▶ Selected extract:
Setting up a project cover template will not only offer your team a quick overview, but will also make it easier to find the file you’re looking for in the grid view of a Figma project. A simple setup can save you and your team precious time that would otherwise be spent on looking for the right file.

File organization

Once you have set up your project cover template, it is also important to consider how to  better manage your file organization within Figma’ here’s our recommendation:

file-organisation

Projects ( Organization)

Create a new project for each product under the company’s portfolio. Product, in this case, ranges from an internal admin dashboard to front-facing web apps.

Pinned at the top of each project dashboard will be:

Pinned-at-the-top-of-each-project-dashboard

 

  • Project Cover Template
  • Project Master File [single source of truth] —this should sync with what exists on the production. Separating this master file from ticket files makes it easier to locate the latest designs. 

This pinned structure also allows for easy access to the master file and ticket template, as both are always at the top of each project.

▶ Brief A:
Answer these questions about the Figma file organization text:
(i) Where does a project cover template make it easier to find a file?
(ii) What range of products does the text give as examples?
(iii) What should the Project Master File sync with?

▶ Records for this task:
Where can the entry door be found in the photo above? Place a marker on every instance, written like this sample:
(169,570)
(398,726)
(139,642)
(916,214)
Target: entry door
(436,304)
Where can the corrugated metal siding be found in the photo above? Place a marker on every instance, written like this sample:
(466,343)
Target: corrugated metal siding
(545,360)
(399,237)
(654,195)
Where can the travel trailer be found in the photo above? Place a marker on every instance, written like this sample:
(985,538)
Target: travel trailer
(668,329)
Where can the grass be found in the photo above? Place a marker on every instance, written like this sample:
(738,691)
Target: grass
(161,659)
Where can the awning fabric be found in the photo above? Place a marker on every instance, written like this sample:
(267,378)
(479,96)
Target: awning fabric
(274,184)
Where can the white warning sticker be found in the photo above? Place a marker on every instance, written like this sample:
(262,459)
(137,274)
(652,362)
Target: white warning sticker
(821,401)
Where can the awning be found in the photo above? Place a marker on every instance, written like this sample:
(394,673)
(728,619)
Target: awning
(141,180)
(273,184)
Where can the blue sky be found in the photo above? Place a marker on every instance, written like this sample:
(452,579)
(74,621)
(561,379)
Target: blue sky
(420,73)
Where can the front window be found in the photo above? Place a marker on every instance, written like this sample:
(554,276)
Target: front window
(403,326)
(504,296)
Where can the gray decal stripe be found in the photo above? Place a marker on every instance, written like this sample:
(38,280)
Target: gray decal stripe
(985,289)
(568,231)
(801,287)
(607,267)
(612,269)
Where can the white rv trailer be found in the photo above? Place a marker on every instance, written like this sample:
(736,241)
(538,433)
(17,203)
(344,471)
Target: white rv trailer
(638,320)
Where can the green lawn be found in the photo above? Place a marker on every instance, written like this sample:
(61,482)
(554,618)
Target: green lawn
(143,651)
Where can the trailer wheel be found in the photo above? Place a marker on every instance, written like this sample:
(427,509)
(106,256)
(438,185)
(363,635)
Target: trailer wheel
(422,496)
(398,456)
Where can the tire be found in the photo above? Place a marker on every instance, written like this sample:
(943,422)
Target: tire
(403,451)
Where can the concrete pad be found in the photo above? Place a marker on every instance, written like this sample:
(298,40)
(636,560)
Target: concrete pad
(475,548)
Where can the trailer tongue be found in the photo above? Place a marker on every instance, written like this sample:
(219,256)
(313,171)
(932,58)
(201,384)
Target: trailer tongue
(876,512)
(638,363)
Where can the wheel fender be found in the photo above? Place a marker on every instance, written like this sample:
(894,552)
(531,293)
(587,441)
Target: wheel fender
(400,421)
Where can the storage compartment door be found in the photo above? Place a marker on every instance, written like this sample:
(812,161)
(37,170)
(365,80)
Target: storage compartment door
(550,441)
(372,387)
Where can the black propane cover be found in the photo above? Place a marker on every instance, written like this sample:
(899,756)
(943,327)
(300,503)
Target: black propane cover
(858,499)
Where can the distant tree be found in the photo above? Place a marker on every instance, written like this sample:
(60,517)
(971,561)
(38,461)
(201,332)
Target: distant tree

* * *

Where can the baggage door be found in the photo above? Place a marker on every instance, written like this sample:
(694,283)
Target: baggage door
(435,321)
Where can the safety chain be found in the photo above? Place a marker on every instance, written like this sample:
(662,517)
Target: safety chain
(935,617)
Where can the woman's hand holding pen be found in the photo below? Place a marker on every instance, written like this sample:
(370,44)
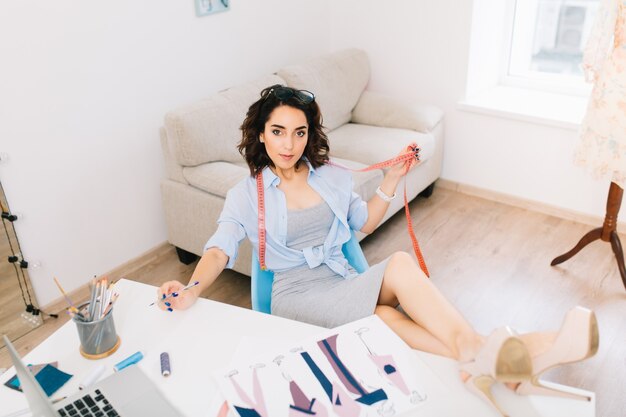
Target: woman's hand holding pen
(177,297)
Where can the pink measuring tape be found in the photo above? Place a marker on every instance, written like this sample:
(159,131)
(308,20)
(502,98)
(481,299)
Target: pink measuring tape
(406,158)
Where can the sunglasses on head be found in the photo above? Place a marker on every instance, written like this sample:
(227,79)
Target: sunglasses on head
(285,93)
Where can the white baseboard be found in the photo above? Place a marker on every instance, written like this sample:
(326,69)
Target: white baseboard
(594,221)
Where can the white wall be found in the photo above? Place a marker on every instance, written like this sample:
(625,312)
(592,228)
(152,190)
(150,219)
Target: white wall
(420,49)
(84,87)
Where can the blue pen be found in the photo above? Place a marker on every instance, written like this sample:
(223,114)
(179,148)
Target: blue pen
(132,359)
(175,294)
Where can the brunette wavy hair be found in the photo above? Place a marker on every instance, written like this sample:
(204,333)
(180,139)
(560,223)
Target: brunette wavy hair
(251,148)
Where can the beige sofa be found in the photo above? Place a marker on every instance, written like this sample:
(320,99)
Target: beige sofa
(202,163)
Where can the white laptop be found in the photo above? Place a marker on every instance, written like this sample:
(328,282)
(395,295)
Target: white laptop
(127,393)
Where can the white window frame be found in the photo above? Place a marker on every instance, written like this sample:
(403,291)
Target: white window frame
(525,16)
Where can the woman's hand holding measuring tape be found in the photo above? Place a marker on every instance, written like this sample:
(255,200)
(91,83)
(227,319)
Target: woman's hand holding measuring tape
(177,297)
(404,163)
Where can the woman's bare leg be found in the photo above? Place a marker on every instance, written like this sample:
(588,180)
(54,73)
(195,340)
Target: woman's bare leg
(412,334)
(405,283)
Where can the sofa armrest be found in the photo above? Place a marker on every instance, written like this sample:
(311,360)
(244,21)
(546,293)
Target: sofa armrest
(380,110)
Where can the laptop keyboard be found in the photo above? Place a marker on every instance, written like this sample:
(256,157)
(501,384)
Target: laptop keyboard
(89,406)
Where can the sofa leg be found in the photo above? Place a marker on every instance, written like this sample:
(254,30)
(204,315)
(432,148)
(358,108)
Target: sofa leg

▶ Brief B: Please copy everything in the rows from the line containing "Where can the sofa leg" down to the line containing "Target: sofa leg", both lines included.

▶ Answer A:
(i) In the grid view of a Figma project.
(ii) From an internal admin dashboard to front-facing web apps.
(iii) What exists on the production.

▶ Answer B:
Where can the sofa leg be found in the photo above? Place a marker on every instance, written like this sample:
(254,30)
(204,315)
(432,148)
(358,108)
Target: sofa leg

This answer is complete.